Problem statement: Set down the entries below word for word, from their first line up to and including the line with "x=196 y=152".
--- Start of Recorded data ---
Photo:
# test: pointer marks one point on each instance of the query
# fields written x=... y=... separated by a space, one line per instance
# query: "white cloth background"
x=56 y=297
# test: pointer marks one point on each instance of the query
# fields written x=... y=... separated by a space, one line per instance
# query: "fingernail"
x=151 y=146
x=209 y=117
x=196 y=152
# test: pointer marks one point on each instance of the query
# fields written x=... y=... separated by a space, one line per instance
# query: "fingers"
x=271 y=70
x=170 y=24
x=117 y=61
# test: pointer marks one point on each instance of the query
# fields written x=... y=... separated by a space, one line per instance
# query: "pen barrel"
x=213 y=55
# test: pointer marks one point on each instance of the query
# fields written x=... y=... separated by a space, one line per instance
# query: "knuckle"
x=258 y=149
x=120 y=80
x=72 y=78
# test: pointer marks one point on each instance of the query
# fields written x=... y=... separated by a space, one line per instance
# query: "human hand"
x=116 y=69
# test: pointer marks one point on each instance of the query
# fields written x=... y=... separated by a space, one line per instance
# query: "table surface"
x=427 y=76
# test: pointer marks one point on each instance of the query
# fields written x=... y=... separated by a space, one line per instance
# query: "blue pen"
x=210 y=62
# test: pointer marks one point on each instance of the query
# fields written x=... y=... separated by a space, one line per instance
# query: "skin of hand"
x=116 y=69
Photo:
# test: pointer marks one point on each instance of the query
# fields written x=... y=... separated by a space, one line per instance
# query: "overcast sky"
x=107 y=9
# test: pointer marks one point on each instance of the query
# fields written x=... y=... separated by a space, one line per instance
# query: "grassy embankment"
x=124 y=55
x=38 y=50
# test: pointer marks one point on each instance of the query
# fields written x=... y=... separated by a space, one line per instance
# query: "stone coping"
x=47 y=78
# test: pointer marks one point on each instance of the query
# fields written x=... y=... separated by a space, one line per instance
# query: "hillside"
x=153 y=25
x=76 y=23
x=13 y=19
--- End of Recorded data ---
Output for this exercise:
Photo:
# test: pointer marks one point on each instance of the query
# fields written x=... y=... separated by a space, one line per instance
# query: "white cloth background"
x=56 y=297
# test: pointer marks one point on each instance of the query
# fields written x=... y=... separated by a space, one line per instance
# query: "fingernail"
x=151 y=146
x=209 y=117
x=196 y=152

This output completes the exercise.